Stored entries
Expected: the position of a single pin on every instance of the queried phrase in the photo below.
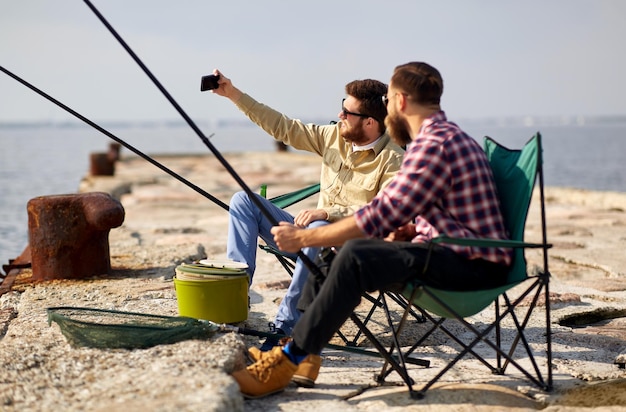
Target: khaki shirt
(348, 179)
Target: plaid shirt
(445, 186)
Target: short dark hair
(421, 81)
(369, 93)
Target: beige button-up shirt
(349, 179)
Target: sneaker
(307, 372)
(270, 374)
(271, 341)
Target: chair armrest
(483, 242)
(291, 198)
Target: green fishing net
(100, 328)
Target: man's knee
(238, 199)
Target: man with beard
(445, 187)
(358, 160)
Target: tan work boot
(307, 372)
(270, 374)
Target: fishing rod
(305, 259)
(223, 327)
(117, 139)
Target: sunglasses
(346, 112)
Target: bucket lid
(223, 264)
(197, 271)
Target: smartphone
(209, 82)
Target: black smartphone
(209, 82)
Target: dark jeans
(366, 265)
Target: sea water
(44, 159)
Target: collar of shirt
(356, 148)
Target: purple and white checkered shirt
(445, 186)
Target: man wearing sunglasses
(445, 186)
(358, 160)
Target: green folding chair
(283, 201)
(516, 172)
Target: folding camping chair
(515, 174)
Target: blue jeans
(245, 225)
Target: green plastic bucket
(219, 300)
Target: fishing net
(99, 328)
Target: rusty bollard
(69, 234)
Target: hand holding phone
(209, 82)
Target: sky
(498, 58)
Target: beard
(398, 130)
(354, 134)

▶ _AIM OF THE EXERCISE_: Nothing but the lines from the one with "Target: sneaker" to the last line of the data should appear in the answer, each exactly as it stands.

▶ _TASK ANSWER_:
Target: sneaker
(307, 372)
(270, 374)
(271, 341)
Target: chair armrest
(483, 242)
(291, 198)
Target: green fishing net
(100, 328)
Target: man's knee
(238, 199)
Target: man with beard
(445, 187)
(358, 160)
Target: tan work boot
(307, 372)
(270, 374)
Target: fishing rod
(305, 259)
(223, 327)
(117, 139)
Target: sunglasses
(346, 112)
Target: bucket lid
(223, 264)
(197, 271)
Target: smartphone
(209, 82)
Target: black smartphone
(209, 82)
Target: dark jeans
(366, 265)
Target: sea water
(44, 159)
Target: collar of shirt
(356, 148)
Target: purple and white checkered shirt
(445, 186)
Target: man wearing sunglasses
(445, 186)
(358, 160)
Target: green folding chair
(283, 201)
(516, 172)
Target: folding camping chair
(515, 174)
Target: blue jeans
(245, 225)
Target: green plastic bucket
(219, 300)
Target: fishing net
(99, 328)
Target: rusty bollard
(69, 234)
Target: hand holding phone
(209, 82)
Target: sky
(498, 58)
Target: beard
(398, 130)
(354, 134)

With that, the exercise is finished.